## Your goal
For each line below, return an exact copy.

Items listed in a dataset
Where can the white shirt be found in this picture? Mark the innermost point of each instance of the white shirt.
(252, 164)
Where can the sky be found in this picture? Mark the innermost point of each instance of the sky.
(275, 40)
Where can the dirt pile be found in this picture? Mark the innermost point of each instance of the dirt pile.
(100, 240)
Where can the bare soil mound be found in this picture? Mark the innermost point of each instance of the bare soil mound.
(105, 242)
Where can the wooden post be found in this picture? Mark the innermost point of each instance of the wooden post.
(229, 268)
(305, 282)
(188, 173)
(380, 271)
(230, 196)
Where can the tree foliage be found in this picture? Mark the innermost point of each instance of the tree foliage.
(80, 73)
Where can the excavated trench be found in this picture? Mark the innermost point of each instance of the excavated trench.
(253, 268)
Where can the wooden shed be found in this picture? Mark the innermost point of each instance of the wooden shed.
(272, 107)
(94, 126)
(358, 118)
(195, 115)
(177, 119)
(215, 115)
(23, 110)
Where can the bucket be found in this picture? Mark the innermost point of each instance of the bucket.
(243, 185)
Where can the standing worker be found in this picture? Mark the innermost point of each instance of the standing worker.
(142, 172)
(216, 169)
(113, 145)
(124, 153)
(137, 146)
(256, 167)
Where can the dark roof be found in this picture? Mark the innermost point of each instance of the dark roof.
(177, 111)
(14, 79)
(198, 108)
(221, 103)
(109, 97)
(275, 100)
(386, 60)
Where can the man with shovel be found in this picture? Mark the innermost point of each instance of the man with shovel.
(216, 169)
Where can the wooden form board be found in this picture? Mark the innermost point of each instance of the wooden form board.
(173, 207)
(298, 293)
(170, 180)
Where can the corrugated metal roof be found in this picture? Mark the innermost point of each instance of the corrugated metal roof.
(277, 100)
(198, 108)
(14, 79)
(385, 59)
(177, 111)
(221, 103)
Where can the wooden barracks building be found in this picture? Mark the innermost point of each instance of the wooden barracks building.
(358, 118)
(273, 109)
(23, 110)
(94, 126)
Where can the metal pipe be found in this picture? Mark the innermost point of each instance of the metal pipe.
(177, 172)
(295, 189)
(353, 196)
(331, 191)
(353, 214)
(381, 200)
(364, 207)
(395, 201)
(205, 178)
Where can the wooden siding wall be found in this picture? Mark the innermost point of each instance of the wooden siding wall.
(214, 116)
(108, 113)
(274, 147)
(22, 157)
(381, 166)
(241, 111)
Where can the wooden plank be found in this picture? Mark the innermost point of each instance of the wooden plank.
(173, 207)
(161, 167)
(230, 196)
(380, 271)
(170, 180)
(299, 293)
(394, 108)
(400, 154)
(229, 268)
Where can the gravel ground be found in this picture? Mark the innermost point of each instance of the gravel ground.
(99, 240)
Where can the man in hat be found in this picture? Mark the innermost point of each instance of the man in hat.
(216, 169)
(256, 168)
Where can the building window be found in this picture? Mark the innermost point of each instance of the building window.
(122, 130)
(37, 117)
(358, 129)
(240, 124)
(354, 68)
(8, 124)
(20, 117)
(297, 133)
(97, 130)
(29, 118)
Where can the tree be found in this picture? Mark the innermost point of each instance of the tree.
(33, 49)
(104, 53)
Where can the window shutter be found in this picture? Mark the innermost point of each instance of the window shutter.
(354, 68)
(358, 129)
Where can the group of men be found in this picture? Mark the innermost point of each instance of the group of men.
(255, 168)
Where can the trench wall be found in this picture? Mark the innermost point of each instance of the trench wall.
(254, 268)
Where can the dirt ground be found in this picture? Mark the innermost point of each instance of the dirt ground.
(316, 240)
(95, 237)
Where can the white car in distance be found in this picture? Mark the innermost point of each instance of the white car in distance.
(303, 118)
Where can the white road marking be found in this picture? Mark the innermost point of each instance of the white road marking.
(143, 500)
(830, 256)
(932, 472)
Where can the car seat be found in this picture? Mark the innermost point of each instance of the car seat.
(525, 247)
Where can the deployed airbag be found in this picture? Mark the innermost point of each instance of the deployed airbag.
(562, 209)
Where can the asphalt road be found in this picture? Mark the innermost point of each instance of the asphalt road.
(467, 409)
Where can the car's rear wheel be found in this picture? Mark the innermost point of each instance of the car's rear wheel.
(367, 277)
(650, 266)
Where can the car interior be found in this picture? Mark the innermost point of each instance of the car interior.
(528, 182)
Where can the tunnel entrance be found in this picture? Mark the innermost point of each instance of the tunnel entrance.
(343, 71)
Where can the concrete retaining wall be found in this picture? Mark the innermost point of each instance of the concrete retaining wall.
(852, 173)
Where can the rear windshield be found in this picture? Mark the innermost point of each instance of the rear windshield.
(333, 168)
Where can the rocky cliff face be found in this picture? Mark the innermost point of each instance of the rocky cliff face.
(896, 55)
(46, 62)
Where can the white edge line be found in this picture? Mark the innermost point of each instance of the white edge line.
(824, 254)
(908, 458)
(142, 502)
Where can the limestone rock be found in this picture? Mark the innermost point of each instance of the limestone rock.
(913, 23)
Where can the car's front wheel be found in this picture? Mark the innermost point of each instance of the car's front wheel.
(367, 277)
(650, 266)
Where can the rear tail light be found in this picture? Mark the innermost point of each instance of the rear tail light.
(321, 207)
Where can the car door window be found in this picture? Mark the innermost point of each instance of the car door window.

## Written response
Where can the white shirt be found in this picture? Mark the innermost point of each instance of the white shirt.
(252, 164)
Where can the sky be found in this picture? Mark the innermost point of each instance of the sky.
(275, 40)
Where can the dirt pile be found in this picture? Mark the innermost point of each instance of the dirt pile.
(100, 240)
Where can the bare soil mound be found in this picture? Mark the innermost point of each instance of the bare soil mound.
(105, 242)
Where can the wooden post be found in this picture? Mark the innermost point of each instance of the wooden post.
(229, 268)
(305, 282)
(188, 173)
(380, 271)
(230, 196)
Where can the tree foliage be found in this picture? Mark the innermost point of each instance of the tree foliage.
(80, 73)
Where can the excavated trench be found in this picture? Mark the innermost point of each instance of the excavated trench.
(253, 268)
Where can the wooden shed be found in this picture? Mark the innermost point of each instance of the wooden shed.
(272, 107)
(94, 126)
(358, 118)
(195, 115)
(177, 119)
(215, 115)
(23, 110)
Where can the bucket be found in this picture? Mark the innermost point of each instance of the bucket.
(243, 185)
Where can the standing worker be found in this picture? Mark the innermost point of each instance of the standing worker.
(142, 172)
(216, 169)
(113, 145)
(124, 153)
(137, 146)
(256, 167)
Where can the dark roof be found in this picture? Mark the innermost point of each instance of the dark roof.
(177, 111)
(14, 79)
(198, 108)
(221, 103)
(109, 97)
(275, 100)
(386, 60)
Where can the man with shovel be found in this picture? Mark the innermost point of each instance of the man with shovel.
(216, 169)
Where can the wooden form board be found in this picture? Mark the innermost point of each instance of the wooden form board.
(173, 207)
(298, 293)
(170, 180)
Where can the corrugated metal roof be found in this picture? Mark the innermost point of each instance of the corrugated metal roof.
(277, 100)
(198, 108)
(14, 79)
(385, 59)
(177, 111)
(221, 103)
Where can the wooden barracks building be found in this picture? Mark the innermost point of each instance of the wooden barracks building.
(358, 118)
(273, 109)
(23, 110)
(94, 126)
Where can the metal pipe be found in this picture? Mark the innermost point of each instance of the metal pipe.
(177, 172)
(295, 189)
(353, 196)
(331, 191)
(353, 214)
(381, 200)
(364, 207)
(395, 201)
(205, 178)
Where can the wooden siding wall be found in this picture? Mark the innermost point of each instance of the wooden siding wall.
(214, 116)
(108, 113)
(274, 147)
(22, 157)
(381, 166)
(241, 111)
Where can the wooden plank be found in this picture? Mark the innermost point of each instance of the wooden plank.
(173, 207)
(161, 167)
(230, 196)
(380, 271)
(170, 180)
(299, 293)
(394, 108)
(400, 154)
(229, 268)
Where can the gravel ground be found in this picture? Mark the innermost point of each instance of the gravel ground.
(99, 240)
Where can the man in hat be found in this picture? Mark the innermost point of each instance of the man in hat.
(216, 169)
(256, 168)
Where can the building window be found in this picture? Mark the innermost point of each instance of the building window.
(122, 130)
(37, 117)
(358, 129)
(240, 124)
(354, 68)
(8, 124)
(20, 117)
(297, 133)
(97, 130)
(29, 118)
Where can the tree be found in this picture? Mark the innermost point of each instance of the tree.
(33, 49)
(104, 53)
Where can the window shutter be found in this picture? Mark the innermost point of each instance of the window shutter.
(354, 68)
(358, 129)
Where can the group of men be found in this picture? Mark the innermost point of each instance of the group of men.
(255, 168)
Where can the trench wall be found in this picture? Mark the innermost point of each instance of the trench wall.
(254, 268)
Where can the dirt ground be found in this picture? Mark the innermost point of each instance of the dirt ground.
(316, 240)
(95, 237)
Where can the white car in distance be found in this picture? Mark the innermost point of each instance of the white car in distance.
(303, 118)
Where can the white road marking be found in this picture? Mark the innermost point of each instance of the white road marking.
(143, 500)
(830, 256)
(932, 472)
Where can the car seat be found in this picture? Mark the innermost point of each instance of the car seat.
(525, 247)
Where can the deployed airbag be found in this picture? Mark the innermost point of each instance of the deployed airbag.
(562, 209)
Where can the asphalt road be found in this picture? Mark the innermost point of each instance of the asphalt road.
(467, 409)
Where can the car's rear wheel be found in this picture? Mark the innermost point of each instance of the car's rear wheel.
(367, 277)
(650, 266)
Where can the car interior be found in this picture? Mark the innermost point of each instance of the car interior.
(528, 182)
Where can the tunnel entrance be found in this picture? Mark the innermost point of each instance of the tunnel entrance.
(343, 71)
Where can the concrete retaining wall be found in this picture? Mark the innermost point of each instance of the concrete retaining wall.
(852, 173)
Where can the rear windshield be found in this picture? Mark the innermost point of each instance of the rear windshield.
(333, 168)
Where can the rocky cliff face be found in this picture? Mark the innermost point of each instance of the rocky cliff face.
(896, 55)
(46, 62)
Where can the white edge line be found in this picture? Mark the innermost point of each instance of the white edge line.
(824, 254)
(908, 458)
(142, 502)
Where can the limestone rock be found in this picture? Mark the innermost point of each instance of the limestone rock.
(913, 23)
Where can the car's front wheel be found in this picture? Mark the innermost point of each instance of the car's front wheel.
(367, 277)
(650, 266)
Where can the rear tail light be found in this picture? Mark the innermost point of each instance of the rear tail light.
(321, 207)
Where can the car door window be found in this picture? Mark the innermost point of each instance of the car door window.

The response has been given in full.